▶ _Short problem_
Rewrite the lines below, replacing "Annotate" with "Mark" everywhere it appears and keeping everything else the same.

▶ _Records shown_
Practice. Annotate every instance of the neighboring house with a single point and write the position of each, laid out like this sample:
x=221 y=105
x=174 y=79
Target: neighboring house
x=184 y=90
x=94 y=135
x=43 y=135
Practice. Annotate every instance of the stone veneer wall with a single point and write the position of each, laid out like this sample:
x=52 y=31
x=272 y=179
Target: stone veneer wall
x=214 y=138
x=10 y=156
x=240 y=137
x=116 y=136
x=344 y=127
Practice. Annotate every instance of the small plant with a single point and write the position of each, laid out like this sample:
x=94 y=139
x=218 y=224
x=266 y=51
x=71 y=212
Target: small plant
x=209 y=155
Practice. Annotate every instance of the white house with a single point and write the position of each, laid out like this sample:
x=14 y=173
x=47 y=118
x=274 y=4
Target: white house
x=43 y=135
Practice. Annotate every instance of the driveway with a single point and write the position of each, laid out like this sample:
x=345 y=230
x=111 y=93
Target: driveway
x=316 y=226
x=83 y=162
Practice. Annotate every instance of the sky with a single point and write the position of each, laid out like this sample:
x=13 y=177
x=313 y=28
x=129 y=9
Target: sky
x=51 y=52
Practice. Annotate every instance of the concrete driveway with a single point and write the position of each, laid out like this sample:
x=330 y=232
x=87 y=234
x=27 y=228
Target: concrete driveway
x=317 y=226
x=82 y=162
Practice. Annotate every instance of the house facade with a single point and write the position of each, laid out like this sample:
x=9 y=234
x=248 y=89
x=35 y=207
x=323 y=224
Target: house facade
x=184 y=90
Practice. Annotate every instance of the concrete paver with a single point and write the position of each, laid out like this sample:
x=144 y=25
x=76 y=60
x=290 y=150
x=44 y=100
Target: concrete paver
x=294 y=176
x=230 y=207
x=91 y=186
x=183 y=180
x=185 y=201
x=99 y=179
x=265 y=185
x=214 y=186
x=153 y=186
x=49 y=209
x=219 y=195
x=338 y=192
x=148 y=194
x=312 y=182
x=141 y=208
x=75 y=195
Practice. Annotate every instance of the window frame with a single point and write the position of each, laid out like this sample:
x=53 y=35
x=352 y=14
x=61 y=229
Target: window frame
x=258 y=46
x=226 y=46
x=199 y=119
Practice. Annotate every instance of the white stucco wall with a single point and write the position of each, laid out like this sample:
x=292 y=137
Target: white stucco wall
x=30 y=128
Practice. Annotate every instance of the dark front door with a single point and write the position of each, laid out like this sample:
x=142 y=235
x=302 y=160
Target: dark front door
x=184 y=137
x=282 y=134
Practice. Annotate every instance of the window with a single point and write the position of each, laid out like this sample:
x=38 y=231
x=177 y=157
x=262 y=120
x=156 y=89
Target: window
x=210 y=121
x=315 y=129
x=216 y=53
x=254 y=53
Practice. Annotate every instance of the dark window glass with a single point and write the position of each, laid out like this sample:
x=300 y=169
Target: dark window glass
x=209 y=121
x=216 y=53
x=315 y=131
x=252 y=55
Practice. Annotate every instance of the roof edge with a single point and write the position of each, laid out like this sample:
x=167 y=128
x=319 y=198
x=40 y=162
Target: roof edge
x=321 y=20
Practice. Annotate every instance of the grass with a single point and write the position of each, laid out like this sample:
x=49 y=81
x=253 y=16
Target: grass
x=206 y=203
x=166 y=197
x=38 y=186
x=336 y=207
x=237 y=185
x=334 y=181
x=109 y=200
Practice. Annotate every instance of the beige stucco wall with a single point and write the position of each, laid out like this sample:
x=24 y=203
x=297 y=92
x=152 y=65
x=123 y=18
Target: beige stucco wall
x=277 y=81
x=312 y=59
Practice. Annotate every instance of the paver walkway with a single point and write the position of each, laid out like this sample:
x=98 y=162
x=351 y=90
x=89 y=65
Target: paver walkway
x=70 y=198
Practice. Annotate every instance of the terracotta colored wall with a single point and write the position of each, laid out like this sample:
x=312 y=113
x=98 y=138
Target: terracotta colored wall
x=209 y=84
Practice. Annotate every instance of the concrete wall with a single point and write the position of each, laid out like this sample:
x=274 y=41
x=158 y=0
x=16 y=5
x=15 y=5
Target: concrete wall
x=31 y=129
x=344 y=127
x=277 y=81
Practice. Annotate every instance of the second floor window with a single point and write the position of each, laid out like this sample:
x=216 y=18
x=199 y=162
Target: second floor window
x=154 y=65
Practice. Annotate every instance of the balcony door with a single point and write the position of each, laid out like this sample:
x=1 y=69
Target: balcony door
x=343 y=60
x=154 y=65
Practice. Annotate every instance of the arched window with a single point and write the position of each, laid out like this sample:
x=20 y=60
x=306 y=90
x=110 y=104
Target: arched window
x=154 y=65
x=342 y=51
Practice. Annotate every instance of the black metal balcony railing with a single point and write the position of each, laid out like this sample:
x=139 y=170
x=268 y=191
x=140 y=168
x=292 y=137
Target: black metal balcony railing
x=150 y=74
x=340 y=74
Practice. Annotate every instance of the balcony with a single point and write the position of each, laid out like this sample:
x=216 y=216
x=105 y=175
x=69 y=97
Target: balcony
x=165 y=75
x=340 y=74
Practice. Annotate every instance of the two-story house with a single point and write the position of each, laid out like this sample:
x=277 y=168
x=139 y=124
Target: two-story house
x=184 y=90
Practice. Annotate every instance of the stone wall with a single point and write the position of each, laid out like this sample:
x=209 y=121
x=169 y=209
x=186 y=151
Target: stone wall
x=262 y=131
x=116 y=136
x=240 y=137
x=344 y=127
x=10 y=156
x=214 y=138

▶ _Task result_
Practice. Mark every instance of the neighboring house with a single point and write the position of each, laid out like this sample:
x=221 y=105
x=174 y=79
Target: neighboring house
x=184 y=90
x=94 y=135
x=43 y=135
Practice. Mark every instance of the stone veneer wall with a single point and write the position of each, laid out like this sample:
x=52 y=31
x=272 y=179
Target: stone veneer wall
x=214 y=138
x=10 y=156
x=240 y=137
x=116 y=136
x=344 y=127
Practice. Mark every instance of the small plant with a single point and write the position of each, laid out like this sample:
x=94 y=139
x=218 y=224
x=266 y=51
x=71 y=212
Target: small plant
x=209 y=155
Practice. Mark every instance of the white house with a single point and write the position of each, laid out like this sample:
x=14 y=173
x=47 y=118
x=274 y=4
Target: white house
x=43 y=135
Practice. Mark every instance of the driveway with a single point and write the position of each, laid out like this sample:
x=345 y=230
x=111 y=93
Target: driveway
x=316 y=226
x=83 y=162
Practice. Mark every instance of the sky with a single point and write the position of each, laid out like this sample:
x=13 y=177
x=313 y=28
x=129 y=9
Target: sky
x=51 y=52
Practice. Mark every instance of the concrete driveway with a single point and write the position of each, laid out like this sample:
x=330 y=232
x=87 y=234
x=27 y=228
Target: concrete driveway
x=317 y=226
x=82 y=162
Practice. Mark every instance of the house facade with a single point and write the position of each, laid out like this sample:
x=9 y=234
x=248 y=89
x=35 y=207
x=323 y=224
Target: house facade
x=184 y=90
Practice. Mark every instance of the concrete paver with a single point and write the position of each, laid out like this sample:
x=144 y=25
x=76 y=60
x=290 y=150
x=44 y=100
Target: concrete paver
x=294 y=176
x=230 y=207
x=91 y=186
x=183 y=180
x=185 y=201
x=99 y=179
x=265 y=185
x=214 y=186
x=153 y=186
x=49 y=209
x=219 y=195
x=338 y=192
x=148 y=194
x=312 y=182
x=141 y=208
x=75 y=195
Practice. Mark every instance of the window frame with a single point and write the position of each, laid out like this sample:
x=53 y=35
x=352 y=14
x=61 y=229
Target: window frame
x=258 y=46
x=226 y=46
x=199 y=119
Practice. Mark every instance of the white stucco wall with a single point and write the position of each, laid out like this sample:
x=292 y=137
Target: white stucco wall
x=30 y=128
Practice. Mark every instance of the dark front door with a single point and write the position of each, laid out like this sample:
x=142 y=235
x=302 y=160
Target: dark front door
x=184 y=137
x=282 y=134
Practice. Mark every instance of the window with a single point and write the position of each, laid out like this sample:
x=38 y=231
x=177 y=157
x=262 y=120
x=156 y=89
Target: window
x=210 y=121
x=315 y=129
x=216 y=53
x=254 y=53
Practice. Mark every instance of the dark window glass with a single point and write the position of each, laid out like this sample:
x=300 y=169
Target: dark window glass
x=209 y=121
x=216 y=53
x=315 y=131
x=252 y=55
Practice. Mark every instance of the roof edge with a single point and write the position of each, laid out like this sample:
x=167 y=128
x=319 y=198
x=40 y=162
Target: roof edge
x=321 y=20
Practice. Mark every instance of the grass with a single point and write the position of each, laid out like this sample:
x=49 y=81
x=253 y=16
Target: grass
x=206 y=203
x=166 y=197
x=38 y=186
x=336 y=207
x=237 y=185
x=334 y=181
x=109 y=200
Practice. Mark every instance of the beige stucco wall with a single point and write the position of each, laid out like this sample:
x=24 y=203
x=297 y=92
x=152 y=65
x=123 y=18
Target: beige stucco wall
x=277 y=81
x=312 y=59
Practice. Mark every instance of the paver walkway with a single point and write the position of each, laid out like this sample:
x=98 y=162
x=351 y=90
x=89 y=65
Target: paver walkway
x=70 y=198
Practice. Mark every instance of the terracotta colored wall with a single point and write the position of each, laid out like this sample:
x=312 y=113
x=98 y=138
Target: terracotta colored wall
x=209 y=84
Practice. Mark every instance of the concrete wall with a single point and write the position of each, laid out like this sample:
x=274 y=41
x=158 y=0
x=16 y=5
x=15 y=5
Target: concrete wall
x=31 y=129
x=344 y=127
x=277 y=81
Practice. Mark every instance of the second floor window with a single point and write the position of each, laid out like this sample:
x=216 y=18
x=199 y=162
Target: second floor window
x=154 y=65
Practice. Mark every instance of the balcony door with a single point and write the position of each, laid out like this sample:
x=1 y=69
Target: balcony door
x=343 y=60
x=154 y=65
Practice. Mark every instance of the arched window with a single point and write the position of each, laid out like this sample:
x=20 y=60
x=306 y=90
x=110 y=104
Target: arched window
x=154 y=65
x=342 y=51
Practice. Mark every instance of the black metal balcony railing with a single point and write the position of each, laid out like this sample:
x=139 y=170
x=268 y=191
x=140 y=168
x=292 y=137
Target: black metal balcony railing
x=150 y=74
x=340 y=74
Practice. Mark every instance of the balcony with a single point and write the position of each, laid out like this sample:
x=216 y=216
x=105 y=175
x=69 y=97
Target: balcony
x=165 y=75
x=340 y=74
Practice. Mark every instance of the two-story house with a single point and write the position of each, laid out like this sample:
x=277 y=168
x=139 y=124
Target: two-story house
x=184 y=90
Practice. Mark every instance of the stone wall with a single point and write the position of each, laid out like this sample:
x=209 y=121
x=169 y=209
x=186 y=151
Target: stone wall
x=262 y=131
x=116 y=136
x=240 y=137
x=344 y=127
x=10 y=156
x=214 y=138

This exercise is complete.